**OPDRACHT 1:** Zet de regels uit de lijst hieronder om in een genummerde lijst zonder lege regels, vanaf de regel met "Each instance receives one point. Mark the dark blue" tot en met het einde van de lijst, en laat de afbeeldingen weg.

**BRONFRAGMENT:**

▽

John, hier kan ik idd wat meer mee

Greetzzz......Ronnie

Mijn baas heeft D&B OLE OLE!!!

----------


## ludwig

John, waar haal je dat vandaan ? De juiste uitleg is al gegeven door Mark en ********... Dat is ook de enige juiste uitleg...

----------


## john

Ludwig,

Je heb helemaal gelijk, MAAR als iemand een technische vraag stelt waar hij/zij totaal geen idee van heeft, moet je niet direct een doos vol met moeilijke technische en vooral STOERE termen eruit gooien maar eerst een eenvoudig te onthouden antwoord geven.

Verder heb ik de bovengenoemde informatie gekregen van een zeer gerenommeerd agregaten-leverancier uit Nederland. Ik neem aan dat zij wel goede informatie geven.

Ik moet er wel bij zeggen dat deze berekening ruim voldoende is bij het gebruik voor een drive-in-show. Bij het gebruik van deze berekening heb je in ieder geval geen problemen met electra tekort op een klus.

Ik heb gesproken&gt;&gt;&gt;

JOHN,
Lightdesigner

----------


## Tiemen

Je spreekt hier over aggregaten...Daar gaat het niet over:




> citaat:
> Zou ik zo'n apparaat op een vrije 380 groep kunnen trekken (3x16a)



Het gaat over een verbruiker, dus je hebt cos(phi) niet nodig...Je totale vermogen (zoals ******** zei) is niet afhankelijk van phi. Je geleverde vermogen bij 3*16A is ong 10 kW. en je hebt 9kVA dus er is geen probleem (eenheid VoltAmpère=eenheid Watt).

Markske

----------


## Gast1401081

John, je lult uit je nek.

Een installatie draait ook nog onder gelijktijdigheidsfactoren, en die maken dat je max vermogen misschien wel 0,75 keer je je max vollast vermogen is. Om spanningsdippen en inschakelpieken op te vangen kom je soms wel op 1,5 uit. Hangt helemaal van je installatie en je verbruikstoestellen af. 

Vandaar : Wat ga je er aanhangen? en Hoe ga je dat gebruiken??

Op aggeregaten : neem rustig wat meer, dat kost de wereld niet.

Tuba or not Tuba, that's the question...

----------


## ludwig

Voor John : het was zeker niet de bedoeling om je te beledigen. Ik heb nochthans, als ik me niet vergis alleen gezegd dat Mac Gyver en Mark het gewoon juist hebben uitgelegd. Technische termen hebben geen emotionele of andere betekenis dat wat ze vertellen. Ze zijn objectief, de wetten van de natuur zijn voor iedereen gelijk. ( echt waar ).

△

**FRAGMENT DATASET:**

▽

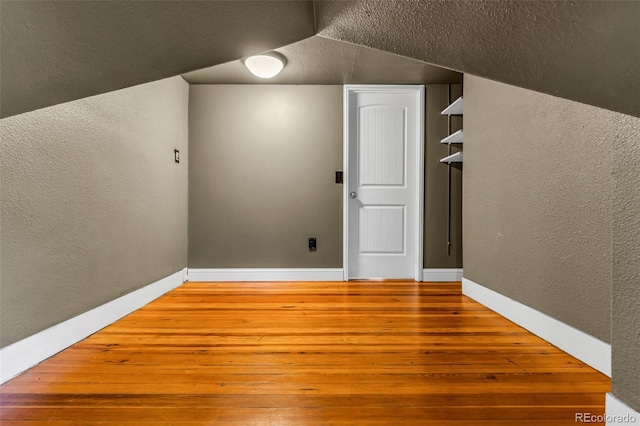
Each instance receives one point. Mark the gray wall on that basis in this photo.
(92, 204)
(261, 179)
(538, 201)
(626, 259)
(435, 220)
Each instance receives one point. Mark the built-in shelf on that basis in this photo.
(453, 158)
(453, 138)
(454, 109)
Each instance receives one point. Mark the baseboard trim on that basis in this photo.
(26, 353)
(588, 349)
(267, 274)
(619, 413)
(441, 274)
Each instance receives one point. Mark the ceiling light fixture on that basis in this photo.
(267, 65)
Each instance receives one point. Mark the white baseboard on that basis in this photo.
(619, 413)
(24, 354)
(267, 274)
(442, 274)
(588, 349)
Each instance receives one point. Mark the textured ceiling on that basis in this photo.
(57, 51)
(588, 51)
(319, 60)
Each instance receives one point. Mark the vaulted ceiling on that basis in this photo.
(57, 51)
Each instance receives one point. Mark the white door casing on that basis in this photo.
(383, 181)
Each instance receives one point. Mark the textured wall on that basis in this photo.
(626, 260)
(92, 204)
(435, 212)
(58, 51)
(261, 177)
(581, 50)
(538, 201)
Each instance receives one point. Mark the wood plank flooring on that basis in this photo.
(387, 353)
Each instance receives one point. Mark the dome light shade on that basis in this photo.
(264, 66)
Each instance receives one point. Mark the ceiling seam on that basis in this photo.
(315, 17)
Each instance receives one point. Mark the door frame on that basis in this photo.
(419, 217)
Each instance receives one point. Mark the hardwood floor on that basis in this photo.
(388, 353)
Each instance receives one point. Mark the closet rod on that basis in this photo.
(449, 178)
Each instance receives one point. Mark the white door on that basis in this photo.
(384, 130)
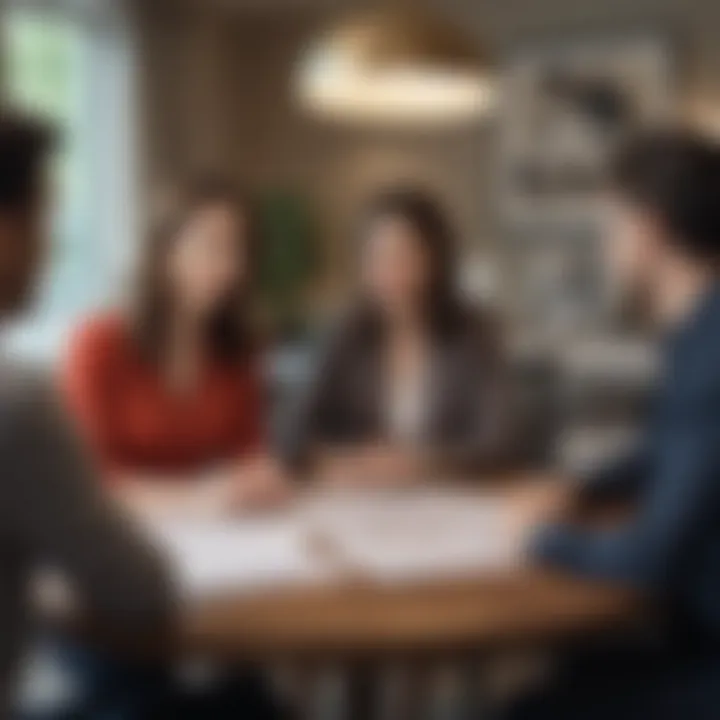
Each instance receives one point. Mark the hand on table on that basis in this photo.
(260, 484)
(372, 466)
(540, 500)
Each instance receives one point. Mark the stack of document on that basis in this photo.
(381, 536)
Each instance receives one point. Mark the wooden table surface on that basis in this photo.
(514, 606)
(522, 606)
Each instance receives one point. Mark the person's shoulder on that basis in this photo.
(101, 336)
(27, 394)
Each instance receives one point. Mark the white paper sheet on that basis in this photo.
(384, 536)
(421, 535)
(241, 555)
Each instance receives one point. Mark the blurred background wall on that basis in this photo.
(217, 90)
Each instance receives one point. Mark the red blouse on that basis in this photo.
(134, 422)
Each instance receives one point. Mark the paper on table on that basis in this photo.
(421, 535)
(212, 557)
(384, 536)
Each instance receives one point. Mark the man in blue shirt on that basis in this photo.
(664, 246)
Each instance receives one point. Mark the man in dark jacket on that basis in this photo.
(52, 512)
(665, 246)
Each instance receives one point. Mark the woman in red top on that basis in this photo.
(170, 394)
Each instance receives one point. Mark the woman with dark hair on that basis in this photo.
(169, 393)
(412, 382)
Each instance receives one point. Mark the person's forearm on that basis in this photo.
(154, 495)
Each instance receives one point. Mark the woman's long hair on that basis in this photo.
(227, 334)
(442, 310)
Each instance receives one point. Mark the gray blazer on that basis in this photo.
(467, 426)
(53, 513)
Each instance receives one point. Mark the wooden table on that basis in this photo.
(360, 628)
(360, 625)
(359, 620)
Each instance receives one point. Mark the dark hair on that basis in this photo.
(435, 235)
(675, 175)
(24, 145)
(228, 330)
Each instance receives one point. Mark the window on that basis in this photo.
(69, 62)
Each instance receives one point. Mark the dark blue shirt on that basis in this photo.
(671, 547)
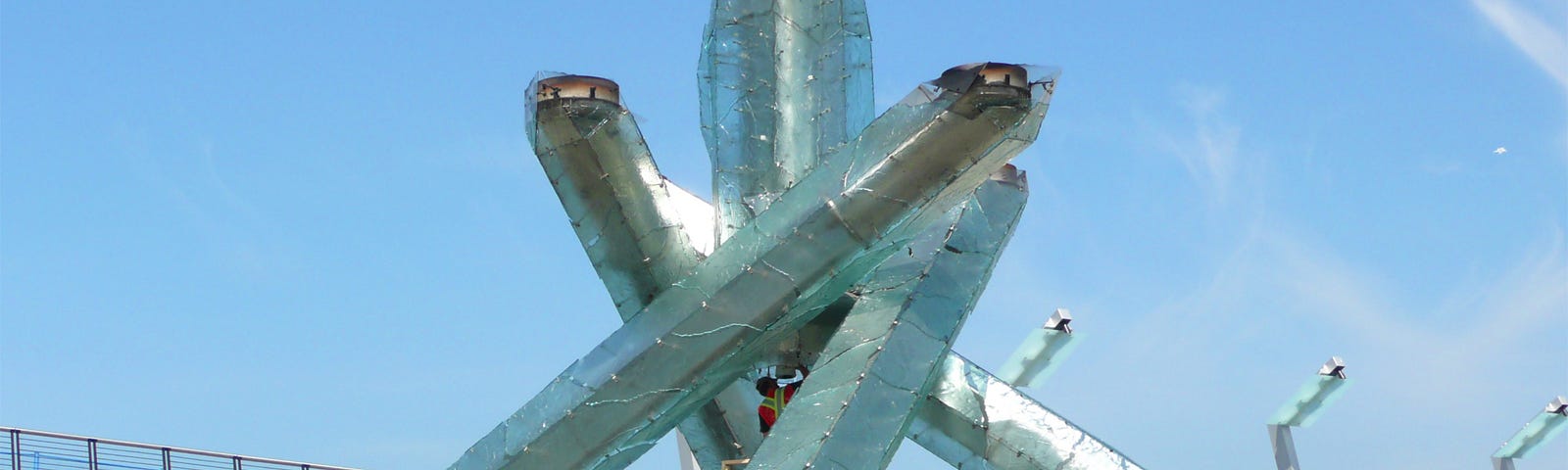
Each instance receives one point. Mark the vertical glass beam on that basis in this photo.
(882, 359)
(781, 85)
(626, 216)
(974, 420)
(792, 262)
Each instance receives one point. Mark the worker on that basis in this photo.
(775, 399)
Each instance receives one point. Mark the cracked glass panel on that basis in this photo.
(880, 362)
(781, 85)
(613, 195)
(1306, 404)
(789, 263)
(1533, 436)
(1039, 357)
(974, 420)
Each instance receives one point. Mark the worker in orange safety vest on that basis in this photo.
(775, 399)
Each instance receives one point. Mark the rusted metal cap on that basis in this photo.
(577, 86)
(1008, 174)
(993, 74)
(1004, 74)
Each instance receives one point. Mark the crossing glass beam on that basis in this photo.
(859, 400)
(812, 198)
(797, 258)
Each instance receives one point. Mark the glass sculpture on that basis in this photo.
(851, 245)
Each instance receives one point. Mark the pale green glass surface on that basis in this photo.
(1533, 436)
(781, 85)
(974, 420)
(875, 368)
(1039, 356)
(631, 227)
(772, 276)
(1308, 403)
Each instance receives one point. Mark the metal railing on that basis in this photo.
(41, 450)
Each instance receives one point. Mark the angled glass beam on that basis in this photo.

△

**OPDRACHT 2:** Hoeveel vermogen wordt er volgens het bronfragment ongeveer geleverd bij een aansluiting van 3*16A?

**GESCHREVEN ANTWOORD 1:**
1. Each instance receives one point. Mark the dark blue shirt on that basis in this photo.
2. (671, 547)
3. Each instance receives one point. Mark the vertical glass beam on that basis in this photo.
4. (882, 359)
5. (781, 85)
6. (626, 216)
7. (974, 420)
8. (792, 262)
9. Each instance receives one point. Mark the worker on that basis in this photo.
10. (775, 399)
11. Each instance receives one point. Mark the cracked glass panel on that basis in this photo.
12. (880, 362)
13. (781, 85)
14. (613, 195)
15. (1306, 404)
16. (789, 263)
17. (1533, 436)
18. (1039, 357)
19. (974, 420)
20. Each instance receives one point. Mark the worker in orange safety vest on that basis in this photo.
21. (775, 399)
22. Each instance receives one point. Mark the rusted metal cap on that basis in this photo.
23. (577, 86)
24. (1008, 174)
25. (993, 74)
26. (1004, 74)
27. Each instance receives one point. Mark the crossing glass beam on that basis in this photo.
28. (859, 400)
29. (812, 198)
30. (797, 258)
31. Each instance receives one point. Mark the glass sculpture on that basis in this photo.
32. (851, 245)
33. Each instance receives one point. Mark the pale green glass surface on that basis in this photo.
34. (1533, 436)
35. (781, 85)
36. (974, 420)
37. (875, 368)
38. (1039, 356)
39. (631, 227)
40. (772, 276)
41. (1308, 403)
42. Each instance receives one point. Mark the metal railing on that basis in this photo.
43. (41, 450)
44. Each instance receives one point. Mark the angled glass beam on that basis in this photo.

**GESCHREVEN ANTWOORD 2:** Ongeveer 10 kW.